### Stated exercise 1:
Decide whether each statement below agrees with the notebook on training RoBERTa-Large with cross entropy. Answer yes or no for each, quoting the text's deciding words exactly. (a) The model was trained on Google Colab Pro using miniconda. (b) Every package in the install step is needed for training. (c) The script imports KFold from scikit-learn's model selection module.

### Reading passage:

# Training RoBERTa-Large with cross entropy

## Construct training environment
We used google colab pro and used miniconda to train the model. To reproduce our experiments on kaggle kernel, you need to reproduce the environment too.

In [None]:
%%bash
wget https://repo.anaconda.com/miniconda/Miniconda3-latest-Linux-x86_64.sh
chmod 777 Miniconda3-latest-Linux-x86_64.sh
./Miniconda3-latest-Linux-x86_64.sh -b -p /usr/local/miniconda
export PATH=$PATH":/usr/local/miniconda/bin"
conda update -y -n base -c defaults conda
conda init bash
source ~/.bashrc
__conda_setup="$('/usr/local/miniconda/bin/conda' 'shell.bash' 'hook' 2> /dev/null)"
if [ $? -eq 0 ]; then
    eval "$__conda_setup"
else
    if [ -f "/usr/local/miniconda/etc/profile.d/conda.sh" ]; then
        . "/usr/local/miniconda/etc/profile.d/conda.sh"
    else
        export PATH="/usr/local/miniconda/bin:$PATH"
    fi
fi
unset __conda_setup
# <<< conda initialize <<<
conda activate base

There are several packages that aren't necessary for training. Please remove them if you want.

In [None]:
!__conda_setup="$('/usr/local/miniconda/bin/conda' 'shell.bash' 'hook' 2> /dev/null)" && \
eval "$__conda_setup" && \
unset __conda_setup && \
conda activate base && \
conda install -y pip && \
pip3 install jupyterlab mlflow kaggle slackweb optuna numpy pandas scipy scikit-learn matplotlib seaborn psutil logzero japanize_matplotlib pylint yapf pyarrow pytorch-tabnet google-cloud-bigquery cython ipywidgets numba transformers datasets accelerate pytorch_lightning &&\
pip3 install -U scikit-learn sentencepiece

In [None]:
script="""def run():
    import os
    import math
    import random
    import time

    import numpy as np
    import pandas as pd

    import torch
    import torch.nn as nn
    from torch.utils.data import Dataset
    from torch.utils.data import DataLoader

    from transformers import AdamW
    from transformers import AutoTokenizer
    from transformers import AutoModel
    from transformers import AutoConfig
    from transformers import get_cosine_schedule_with_warmup
    #from adabelief_pytorch import AdaBelief

    from sklearn.model_selection import KFold

    import gc
    gc.enable()

### Input:
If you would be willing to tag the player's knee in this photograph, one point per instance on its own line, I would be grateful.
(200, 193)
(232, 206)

--

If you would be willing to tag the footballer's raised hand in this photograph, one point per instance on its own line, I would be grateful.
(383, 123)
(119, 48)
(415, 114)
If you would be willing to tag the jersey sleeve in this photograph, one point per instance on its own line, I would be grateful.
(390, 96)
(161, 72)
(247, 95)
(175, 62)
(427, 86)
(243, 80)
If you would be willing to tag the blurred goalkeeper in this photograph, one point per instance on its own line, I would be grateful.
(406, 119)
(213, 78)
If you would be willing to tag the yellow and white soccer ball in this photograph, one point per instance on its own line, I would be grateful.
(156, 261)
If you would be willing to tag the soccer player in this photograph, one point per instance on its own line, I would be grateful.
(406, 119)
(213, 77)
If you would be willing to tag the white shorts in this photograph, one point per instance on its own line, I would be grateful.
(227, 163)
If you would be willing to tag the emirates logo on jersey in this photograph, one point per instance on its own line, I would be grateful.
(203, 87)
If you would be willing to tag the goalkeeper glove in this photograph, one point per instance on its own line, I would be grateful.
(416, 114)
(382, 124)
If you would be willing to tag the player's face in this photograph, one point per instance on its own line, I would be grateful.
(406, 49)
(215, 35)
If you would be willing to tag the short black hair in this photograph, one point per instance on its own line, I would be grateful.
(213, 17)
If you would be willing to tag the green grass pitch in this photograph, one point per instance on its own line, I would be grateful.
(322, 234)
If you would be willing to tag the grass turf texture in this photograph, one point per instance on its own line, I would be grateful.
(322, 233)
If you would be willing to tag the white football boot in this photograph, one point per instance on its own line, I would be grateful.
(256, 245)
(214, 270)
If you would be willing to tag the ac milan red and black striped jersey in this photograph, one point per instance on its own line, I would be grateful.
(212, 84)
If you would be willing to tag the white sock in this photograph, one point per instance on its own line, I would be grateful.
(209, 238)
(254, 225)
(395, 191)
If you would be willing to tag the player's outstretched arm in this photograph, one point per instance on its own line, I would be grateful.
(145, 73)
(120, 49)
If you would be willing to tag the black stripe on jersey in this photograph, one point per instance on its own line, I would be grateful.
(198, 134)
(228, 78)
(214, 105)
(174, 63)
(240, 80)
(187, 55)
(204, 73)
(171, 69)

--

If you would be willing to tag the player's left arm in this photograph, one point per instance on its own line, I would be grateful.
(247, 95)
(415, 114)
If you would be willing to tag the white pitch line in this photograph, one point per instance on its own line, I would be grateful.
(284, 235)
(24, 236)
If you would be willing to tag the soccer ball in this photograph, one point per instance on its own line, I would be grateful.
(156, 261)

### Stated exercise 2:
Collect every line of the entries that contains the word "grass". Case counts.

### Exercise solution 1:
(a) Yes: "We used google colab pro and used miniconda to train the model."
(b) No: "There are several packages that aren't necessary for training."
(c) Yes: "from sklearn.model_selection import KFold"

### Exercise solution 2:
If you would be willing to tag the green grass pitch in this photograph, one point per instance on its own line, I would be grateful.
If you would be willing to tag the grass turf texture in this photograph, one point per instance on its own line, I would be grateful.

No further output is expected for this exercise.